___ Excerpted text

Stones With a Human Heart

Even in times of uncertainty, the human heart can remain open to hope and the promise of a better tomorrow.

This past week, the lyrics of the classic Israeli song “HaKotel” (“The Western Wall,” written by Yossi Gamzu and Dubi Zeltzer and made popular by singer Ofra Haza) have echoed in my mind: “Yesh anashim im lev shel even, yesh avanim im lev adam, There are people with hearts of stone, and there are stones with a human heart.”

These words have lingered with me as we move through days that feel both fragile and profound. The ceasefires between Israel and Iran, and between Israel and Hezbollah in Lebanon, remain deeply fragile. Each report of a rocket or missile reminds us how quickly calm can give way to escalation, how urgently peace must be protected and sustained.

The reverberations are not distant. They reach us here in North America, shaping how we gather, how we pray, how we care for one another. Just days ago, Reform Congregation Beth Israel in Houston, Texas, and its school community faced threats that forced early closure. Fear entered a sacred space, a place meant for learning, for prayer, for belonging. Yet what followed was not silence or withdrawal. It was community. It was vigilance joined with resilience. It was a reminder that even when confronted with acts that attempt to harden hearts, we are called to respond differently. We are called to be among those who refuse hearts of stone, choosing instead to live with hearts open to life, connection, and responsibility for one another.

And this week as well, we marked Yom HaZikaron, Israel Memorial Day, for fallen soldiers and victims of terror in Israel and Yom Ha’atzma’ut, Israel Independence Day. These sacred days ask something powerful of us. We move from remembrance to celebration, from grief to gratitude, from honoring loss to affirming life. The transition is not simple. It is not meant to be. It reflects the fullness of our story as a people.

Am Yisrael Chai – The Jewish People Lives!” is not only a declaration of survival. It is a commitment to purpose. It reminds us that even in moments of tension or uncertainty, our task is to hold fast to what binds us together: memory, responsibility, and hope.

In these days, I return to a moment of learning that has stayed with me. Years ago, I stood on Mount Herzl, Israel’s national cemetery, a place that carries the weight and the wonder of the Jewish story. Guided by Professor David Mendelsson, we were invited to see the site not only as a place of burial, but as a living testament to the values of a people still becoming.

We stood at the resting places of Theodor Herzl, Yitzhak Rabin, Shimon Peres, and Hannah Senesh, alongside countless young soldiers whose lives were cut short in defense of the State of Israel. Each name, each stone, tells a story of courage, sacrifice, and enduring vision.

______

According to the essay, which congregation faced threats that forced an early closure? The data that comes next is separate from the essay.

___ Data supplied

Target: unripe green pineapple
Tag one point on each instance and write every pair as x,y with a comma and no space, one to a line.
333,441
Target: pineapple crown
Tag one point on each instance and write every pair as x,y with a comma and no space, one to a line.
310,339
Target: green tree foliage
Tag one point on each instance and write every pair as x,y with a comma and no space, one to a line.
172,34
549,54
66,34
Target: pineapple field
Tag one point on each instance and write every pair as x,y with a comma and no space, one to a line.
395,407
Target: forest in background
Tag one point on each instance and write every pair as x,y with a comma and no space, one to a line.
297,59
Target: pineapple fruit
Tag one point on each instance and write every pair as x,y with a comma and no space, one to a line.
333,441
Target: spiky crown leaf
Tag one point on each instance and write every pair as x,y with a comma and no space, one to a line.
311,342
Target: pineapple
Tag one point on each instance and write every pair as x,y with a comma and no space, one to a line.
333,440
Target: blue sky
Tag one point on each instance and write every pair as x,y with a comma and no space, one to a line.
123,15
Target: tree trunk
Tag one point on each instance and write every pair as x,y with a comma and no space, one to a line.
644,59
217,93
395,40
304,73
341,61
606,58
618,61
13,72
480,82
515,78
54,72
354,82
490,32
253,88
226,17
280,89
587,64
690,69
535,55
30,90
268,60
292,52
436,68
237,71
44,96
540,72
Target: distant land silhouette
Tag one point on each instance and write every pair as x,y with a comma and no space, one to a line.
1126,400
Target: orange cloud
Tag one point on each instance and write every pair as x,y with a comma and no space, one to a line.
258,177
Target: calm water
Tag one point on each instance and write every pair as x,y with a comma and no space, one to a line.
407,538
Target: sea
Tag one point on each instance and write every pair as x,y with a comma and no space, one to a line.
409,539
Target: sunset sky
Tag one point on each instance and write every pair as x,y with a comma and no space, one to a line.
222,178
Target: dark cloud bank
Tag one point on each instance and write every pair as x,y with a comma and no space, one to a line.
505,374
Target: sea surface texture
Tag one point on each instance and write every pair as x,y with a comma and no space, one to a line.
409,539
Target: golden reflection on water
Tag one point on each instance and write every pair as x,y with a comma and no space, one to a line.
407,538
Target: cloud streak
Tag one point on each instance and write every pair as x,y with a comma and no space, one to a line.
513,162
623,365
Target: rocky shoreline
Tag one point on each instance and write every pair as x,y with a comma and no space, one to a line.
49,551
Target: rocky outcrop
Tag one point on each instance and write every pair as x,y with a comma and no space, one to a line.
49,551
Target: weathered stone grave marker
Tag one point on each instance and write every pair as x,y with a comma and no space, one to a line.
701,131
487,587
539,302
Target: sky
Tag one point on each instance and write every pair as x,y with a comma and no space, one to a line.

______

Reply
Reform Congregation Beth Israel in Houston, Texas.